▸ Page excerpt
•••••
[Xesam] Need paged search mode for xesam

Tue May 6 08:20:15 PDT 2008

you mean pull results over dbus and then page at client?

thats inefficient - pulling 10,000 hits over dbus is insanely slow (even
just the URI) 

Paging is a must have im my book otherwise tracker api will have to be
used a lot instead of xesam whenever paged results are desired (more
likely we will add Paged search to xesam on top of the standard)

jamie

On Tue, 2008-05-06 at 17:12 +0200, Mikkel Kamstrup Erlandsen wrote:
> 2008/5/6 Jamie McCracken <jamie.mccrack at googlemail.com>:
>         
>         
>         On Tue, 2008-05-06 at 16:57 +0200, Mikkel Kamstrup Erlandsen
>         wrote:
>         > 2008/5/2 Mikkel Kamstrup Erlandsen
>         <mikkel.kamstrup at gmail.com>:
>         >         I have a handful comments about this (Jos also asked
>         about the
>         >         same on
>         >         IRC recently).
>         >         It was in fact a design decision, but i am writing
>         this from
>         >         my mobile
>         >         since I'm on holiday, so I'll elaborate when I get
>         home
>         >         tuesday.
>         >
>         >         Cheers,
>         >         Mikkel
>         >
>         > As promised...
>         >
>         > Let's first establish some terminology. A Paged Model is one
>         where you
>         > can request hits with an offset and a count. A Streaming
>         Model is one
>         > like we have now, where you specify how many hits to read on
>         each
>         > request and then read hits sequentially (like file reading
>         without
>         > seeking).
•••••
▸ Records
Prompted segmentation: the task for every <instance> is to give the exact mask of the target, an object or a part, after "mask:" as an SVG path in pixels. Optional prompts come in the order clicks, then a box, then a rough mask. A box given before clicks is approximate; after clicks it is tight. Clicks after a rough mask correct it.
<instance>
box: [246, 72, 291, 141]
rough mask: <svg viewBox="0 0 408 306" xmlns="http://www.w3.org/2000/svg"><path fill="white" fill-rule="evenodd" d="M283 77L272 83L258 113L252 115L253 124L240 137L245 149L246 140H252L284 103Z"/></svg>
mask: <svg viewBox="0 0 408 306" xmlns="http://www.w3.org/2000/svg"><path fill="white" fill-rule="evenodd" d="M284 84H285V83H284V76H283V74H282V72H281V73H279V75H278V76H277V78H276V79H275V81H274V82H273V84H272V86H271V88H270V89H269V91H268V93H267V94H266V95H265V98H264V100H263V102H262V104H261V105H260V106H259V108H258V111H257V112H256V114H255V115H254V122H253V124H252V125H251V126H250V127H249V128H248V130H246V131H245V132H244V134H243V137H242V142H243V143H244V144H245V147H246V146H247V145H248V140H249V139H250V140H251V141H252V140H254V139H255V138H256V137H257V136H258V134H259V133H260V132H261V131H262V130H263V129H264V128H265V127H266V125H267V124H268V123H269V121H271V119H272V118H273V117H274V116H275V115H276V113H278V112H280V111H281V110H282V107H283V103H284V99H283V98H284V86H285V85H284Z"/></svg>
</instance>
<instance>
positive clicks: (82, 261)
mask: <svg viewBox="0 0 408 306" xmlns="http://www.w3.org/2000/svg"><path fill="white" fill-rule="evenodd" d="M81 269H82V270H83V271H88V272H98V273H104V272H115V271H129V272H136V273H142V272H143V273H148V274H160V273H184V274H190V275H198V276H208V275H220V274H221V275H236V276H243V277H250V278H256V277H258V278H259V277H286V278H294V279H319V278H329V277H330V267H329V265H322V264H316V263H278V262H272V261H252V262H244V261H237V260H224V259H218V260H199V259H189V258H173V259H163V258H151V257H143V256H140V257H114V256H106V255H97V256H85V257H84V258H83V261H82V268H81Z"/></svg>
•••••
▸ The task
Write the next part of the Xesam paged-search thread, picking up after its final line.

▸ Task result
>         >
>         > It should be noted that the Xesam Search spec is designed
>         for desktop
>         > search (and not generic search on a database or Google-style
>         web
>         > search with millions of hits). Furthermore it should be
>         feasible to
>         > implement in a host of different backends, not just full
>         fledged
>         > search engines.
>         >
>         > There are basically three backends where a paged model can
>         be
>         > problematic. Web services, Aggregated searches, and
>         Grep/Find-like
>         > implementations.
>         >
>         >  * Web services. While Google's GData Query API does allow
>         paging, not
>         > all webservices does this. For example the OAI-PMH[1]
>         standard does
>         > not do paging, merely sequential reading. Ofcourse OAI-PMH
>         is a
>         > standard for harvesting metadata, but I could imagine a
>         "search
>         > engine" extracting metadata from the OAI-PMH result on the
>         fly.
>         >
>         >  * Aggregated search. Consider a setup where the Xesam
>         search engine
>         > is proxying a collection of other search engines. It is a
>         classical
>         > problem to look up hits 1000-1010 in this setup. The search
>         engine
>         > will have to retrieve the first 1010 hits from all
>         sub-search engines
>         > to get it right. Maybe there is a clever algorithm to do
>         this  more
>         > cleverly, but I have not heard of it. This is ofcourse also
>         a problem
>         > in a streaming model, but it will not trick developers into
>         believing
>         > that GetHits(s, 1000, 1010) is a cheap call.
>         >
>         >  * Grep-like backends or more generally backends where the
>         search
>         > results will roll in sequentially.
>         >
>         > I think it is a bad time to break the API like this. It is
>         in fact a
>         > quite big break if you ask me, since our current approach
>         has been
>         > stream-based and what you propose is changing the paradigm
>         to a page
>         > based model. Also bad because it is the wrong signal to send
>         with such
>         > and important change in the last minute.
>         >
>         > I see a few API-stable alternatives though.
>         >
>         > 1) Add a SeekHit(in s search, in i hit_id, out i new_pos).
>         This
>         > basically adds a cursoring mechanism to the API
>         > 2) In style of 1) but lighter - add SkipHits(in s search, in
>         i count,
>         > out i new_pos)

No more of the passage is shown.